- _Exercise requirements_:
Give the lines again, unchanged, starting with the line containing "Where can the road" and ending with the last line of the data below.

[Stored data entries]
----

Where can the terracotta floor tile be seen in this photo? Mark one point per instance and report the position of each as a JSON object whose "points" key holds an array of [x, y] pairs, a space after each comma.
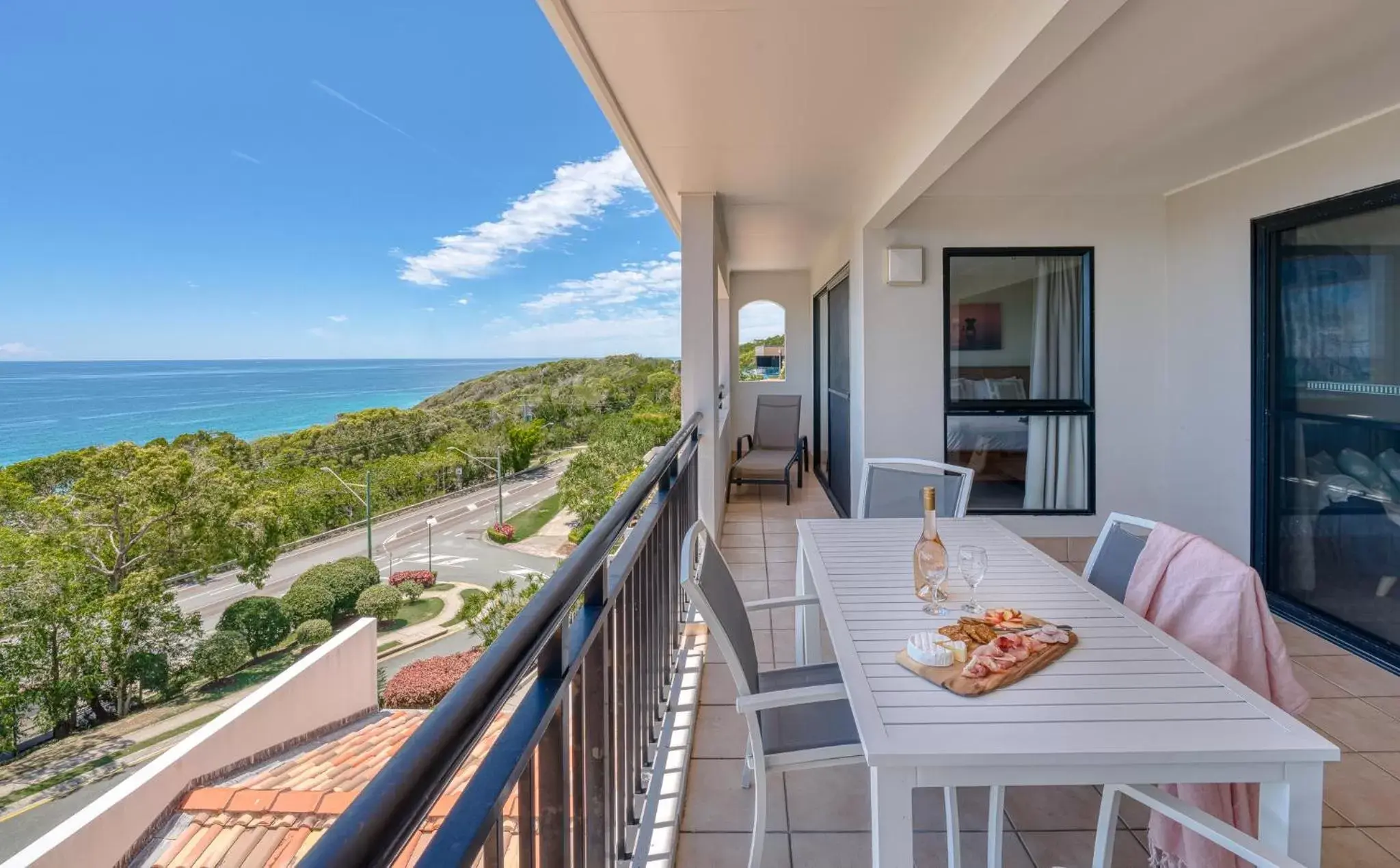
{"points": [[717, 802], [829, 800], [1053, 808], [1361, 791], [720, 734], [1351, 849], [717, 685], [1388, 837], [931, 850], [1317, 685], [741, 541], [1049, 849], [1356, 724], [728, 850], [1356, 675]]}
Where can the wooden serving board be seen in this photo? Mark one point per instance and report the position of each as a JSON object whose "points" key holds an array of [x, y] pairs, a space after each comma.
{"points": [[951, 678]]}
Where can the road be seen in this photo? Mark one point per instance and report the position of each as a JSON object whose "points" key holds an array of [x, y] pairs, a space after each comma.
{"points": [[458, 552]]}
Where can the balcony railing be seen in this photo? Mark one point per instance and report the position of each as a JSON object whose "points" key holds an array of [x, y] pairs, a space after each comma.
{"points": [[587, 667]]}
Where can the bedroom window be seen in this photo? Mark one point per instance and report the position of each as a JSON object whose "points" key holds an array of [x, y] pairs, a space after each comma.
{"points": [[1018, 391]]}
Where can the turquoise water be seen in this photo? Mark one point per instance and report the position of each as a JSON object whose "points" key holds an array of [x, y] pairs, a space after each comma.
{"points": [[48, 407]]}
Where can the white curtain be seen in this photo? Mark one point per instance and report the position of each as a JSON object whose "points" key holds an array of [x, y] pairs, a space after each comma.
{"points": [[1058, 455]]}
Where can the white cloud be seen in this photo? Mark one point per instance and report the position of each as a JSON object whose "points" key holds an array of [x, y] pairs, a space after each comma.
{"points": [[761, 320], [16, 348], [622, 286], [577, 192], [647, 332]]}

----

- _Task result_:
Where can the road be seen in this photo? Mark one point per instance and report the position of each as a JSON object whose "points" key holds an array of [x, y] pairs, a space after each comma.
{"points": [[458, 552]]}
Where can the balcony railing be seen in this photo? Mark one point per instance and report the position of each as a JSON object whose "points" key holds an array of [x, y] pairs, a space after each comma.
{"points": [[587, 667]]}
Where can the bedroom window be seen in this photo? Mark one point per instance and report the position of each as a JSON object whose "points" key holds an array of [x, y] pairs, a space after each comma.
{"points": [[1018, 391]]}
Where can the turquoise water be seen in this photo? Mark one point per instance and report the position of each as a JSON object whose "points" key holds an array of [x, y] pairs, a space after each comma.
{"points": [[48, 407]]}
Where can the white curtain be seen in this photo? Mark one point per instance and report the position of each as a JSON object whose "points" key holds an array of [x, y] pairs, a space after each comma.
{"points": [[1058, 455]]}
Where can the white cloud be seen in this photo? Mark one point per instance and report the position of each as a JSON object whose "points" key holds an array of [x, y] pairs, a space after each comma.
{"points": [[761, 320], [16, 348], [622, 286], [577, 192], [647, 332]]}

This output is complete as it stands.